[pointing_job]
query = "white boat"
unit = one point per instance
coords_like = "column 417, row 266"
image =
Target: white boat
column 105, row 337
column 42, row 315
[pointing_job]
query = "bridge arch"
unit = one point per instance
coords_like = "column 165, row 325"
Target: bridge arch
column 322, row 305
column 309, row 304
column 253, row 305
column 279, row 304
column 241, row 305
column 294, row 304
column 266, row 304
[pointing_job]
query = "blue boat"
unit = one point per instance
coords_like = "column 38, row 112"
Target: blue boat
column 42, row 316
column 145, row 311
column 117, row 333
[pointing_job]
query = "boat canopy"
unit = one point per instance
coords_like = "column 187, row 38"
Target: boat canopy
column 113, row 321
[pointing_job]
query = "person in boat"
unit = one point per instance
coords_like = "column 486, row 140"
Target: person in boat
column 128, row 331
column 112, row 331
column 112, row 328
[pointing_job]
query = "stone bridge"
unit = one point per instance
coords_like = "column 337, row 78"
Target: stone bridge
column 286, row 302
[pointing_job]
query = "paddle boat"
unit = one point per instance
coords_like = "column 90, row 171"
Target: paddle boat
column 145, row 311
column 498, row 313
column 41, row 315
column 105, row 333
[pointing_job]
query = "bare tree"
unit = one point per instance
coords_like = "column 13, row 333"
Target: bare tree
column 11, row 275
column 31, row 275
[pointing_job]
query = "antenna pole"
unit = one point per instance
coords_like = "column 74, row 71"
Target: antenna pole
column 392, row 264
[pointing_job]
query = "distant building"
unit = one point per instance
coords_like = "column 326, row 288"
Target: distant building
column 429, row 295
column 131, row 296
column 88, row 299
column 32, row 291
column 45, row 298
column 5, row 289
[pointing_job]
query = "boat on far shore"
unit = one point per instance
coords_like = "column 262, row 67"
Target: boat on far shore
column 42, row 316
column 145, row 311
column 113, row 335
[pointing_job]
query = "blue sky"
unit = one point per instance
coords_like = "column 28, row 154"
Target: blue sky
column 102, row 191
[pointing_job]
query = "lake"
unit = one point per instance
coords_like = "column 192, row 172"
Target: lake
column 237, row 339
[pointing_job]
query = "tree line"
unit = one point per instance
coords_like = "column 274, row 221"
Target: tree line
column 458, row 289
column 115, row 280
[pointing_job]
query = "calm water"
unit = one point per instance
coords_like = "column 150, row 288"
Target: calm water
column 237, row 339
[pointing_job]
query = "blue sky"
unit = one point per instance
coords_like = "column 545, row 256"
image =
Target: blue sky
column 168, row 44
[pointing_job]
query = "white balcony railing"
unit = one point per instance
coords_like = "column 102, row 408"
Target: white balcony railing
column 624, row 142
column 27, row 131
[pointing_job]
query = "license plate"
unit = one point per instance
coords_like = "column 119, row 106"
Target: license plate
────────────────────
→ What this task involves
Where a line above contains the word "license", show that line.

→ Result for this task
query = "license plate"
Target: license plate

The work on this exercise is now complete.